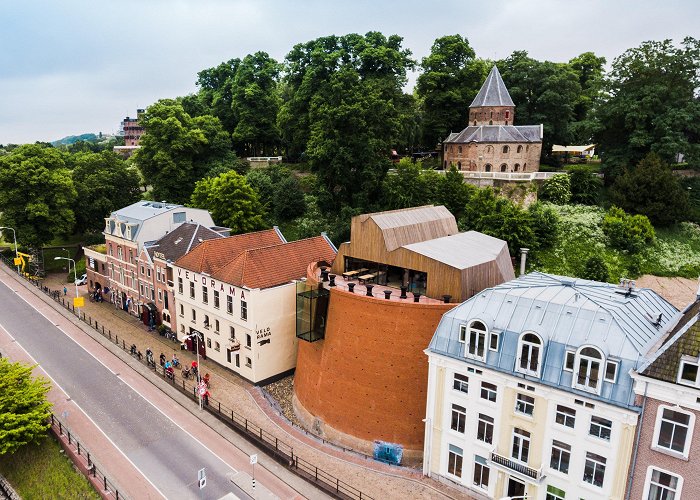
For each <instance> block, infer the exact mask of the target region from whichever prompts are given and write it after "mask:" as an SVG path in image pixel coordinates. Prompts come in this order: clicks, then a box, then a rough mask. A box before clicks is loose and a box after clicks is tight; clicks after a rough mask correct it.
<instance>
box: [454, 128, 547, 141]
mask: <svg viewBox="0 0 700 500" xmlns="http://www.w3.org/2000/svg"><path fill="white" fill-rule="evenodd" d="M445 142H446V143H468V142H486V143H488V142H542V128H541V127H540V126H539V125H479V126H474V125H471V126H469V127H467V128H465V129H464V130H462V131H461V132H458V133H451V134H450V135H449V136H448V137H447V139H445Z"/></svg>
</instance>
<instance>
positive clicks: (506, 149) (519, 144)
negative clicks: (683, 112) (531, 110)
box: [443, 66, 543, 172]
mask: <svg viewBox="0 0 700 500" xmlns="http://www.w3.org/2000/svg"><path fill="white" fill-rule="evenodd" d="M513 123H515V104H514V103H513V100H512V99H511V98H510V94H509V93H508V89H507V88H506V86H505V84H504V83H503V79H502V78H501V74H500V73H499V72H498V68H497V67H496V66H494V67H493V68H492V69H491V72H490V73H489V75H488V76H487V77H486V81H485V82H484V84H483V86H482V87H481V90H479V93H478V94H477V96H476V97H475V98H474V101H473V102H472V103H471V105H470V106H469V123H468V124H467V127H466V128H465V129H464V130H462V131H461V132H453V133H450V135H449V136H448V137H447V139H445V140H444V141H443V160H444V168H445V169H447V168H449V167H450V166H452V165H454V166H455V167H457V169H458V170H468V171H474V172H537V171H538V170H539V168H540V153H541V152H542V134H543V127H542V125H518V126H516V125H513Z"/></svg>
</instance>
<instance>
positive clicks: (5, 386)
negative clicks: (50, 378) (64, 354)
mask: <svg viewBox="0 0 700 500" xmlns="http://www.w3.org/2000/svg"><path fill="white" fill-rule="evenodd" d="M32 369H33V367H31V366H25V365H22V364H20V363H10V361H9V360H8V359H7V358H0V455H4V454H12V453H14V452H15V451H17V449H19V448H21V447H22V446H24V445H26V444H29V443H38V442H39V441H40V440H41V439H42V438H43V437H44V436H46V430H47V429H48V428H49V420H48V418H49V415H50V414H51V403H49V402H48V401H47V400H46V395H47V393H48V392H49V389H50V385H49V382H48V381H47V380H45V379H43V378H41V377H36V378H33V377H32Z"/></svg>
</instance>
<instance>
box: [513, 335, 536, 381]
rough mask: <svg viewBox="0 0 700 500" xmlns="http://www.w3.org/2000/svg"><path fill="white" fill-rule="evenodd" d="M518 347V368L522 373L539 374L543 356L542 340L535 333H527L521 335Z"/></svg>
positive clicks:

* [Exercise details]:
Can you copy every line of the entries above word for word, leaving out the pictures?

* [Final answer]:
For each <instance> block, infer the exact mask of the target region from whichever prompts are given and write it after "mask:" as an SVG path in image pixel coordinates. Prompts come in this order: clicks, then a box, then a rough mask. A box before clicks is loose and a box after clicks is tight; clicks after a rough mask correct it.
<instance>
box: [454, 128, 547, 141]
mask: <svg viewBox="0 0 700 500" xmlns="http://www.w3.org/2000/svg"><path fill="white" fill-rule="evenodd" d="M445 142H446V143H468V142H486V143H488V142H542V128H541V127H540V126H539V125H479V126H474V125H471V126H469V127H467V128H465V129H464V130H462V131H461V132H458V133H451V134H450V135H449V136H448V137H447V139H445Z"/></svg>
</instance>
<instance>
positive clicks: (506, 149) (519, 144)
negative clicks: (683, 112) (531, 110)
box: [443, 66, 543, 172]
mask: <svg viewBox="0 0 700 500" xmlns="http://www.w3.org/2000/svg"><path fill="white" fill-rule="evenodd" d="M513 123H515V104H514V103H513V100H512V99H511V98H510V94H509V93H508V89H507V88H506V86H505V84H504V83H503V79H502V78H501V74H500V73H499V72H498V68H497V67H496V66H494V67H493V68H492V69H491V72H490V73H489V75H488V76H487V77H486V81H485V82H484V84H483V86H482V87H481V90H479V93H478V94H477V96H476V97H475V98H474V101H473V102H472V103H471V105H470V106H469V123H468V124H467V127H466V128H465V129H464V130H462V131H461V132H453V133H450V135H449V136H448V137H447V139H445V140H444V141H443V160H444V168H445V169H447V168H449V167H450V166H452V165H454V166H455V167H457V169H458V170H468V171H474V172H537V171H538V170H539V168H540V153H541V152H542V134H543V127H542V125H518V126H516V125H513Z"/></svg>
</instance>
<instance>
positive clicks: (5, 386)
negative clicks: (50, 378) (64, 354)
mask: <svg viewBox="0 0 700 500" xmlns="http://www.w3.org/2000/svg"><path fill="white" fill-rule="evenodd" d="M32 369H33V367H31V366H25V365H22V364H20V363H10V361H9V360H8V359H7V358H0V455H4V454H12V453H14V452H15V451H17V449H19V448H21V447H22V446H24V445H26V444H29V443H38V442H39V441H40V440H41V439H42V438H43V437H44V436H46V430H47V429H48V428H49V420H48V418H49V415H50V414H51V403H49V402H48V401H47V400H46V395H47V393H48V392H49V389H50V385H49V382H48V381H47V380H45V379H43V378H41V377H36V378H33V377H32Z"/></svg>
</instance>
<instance>
box: [513, 335, 536, 381]
rough mask: <svg viewBox="0 0 700 500" xmlns="http://www.w3.org/2000/svg"><path fill="white" fill-rule="evenodd" d="M518 347V368L522 373L539 374L543 356L542 340L535 333H527L521 335Z"/></svg>
positive clicks:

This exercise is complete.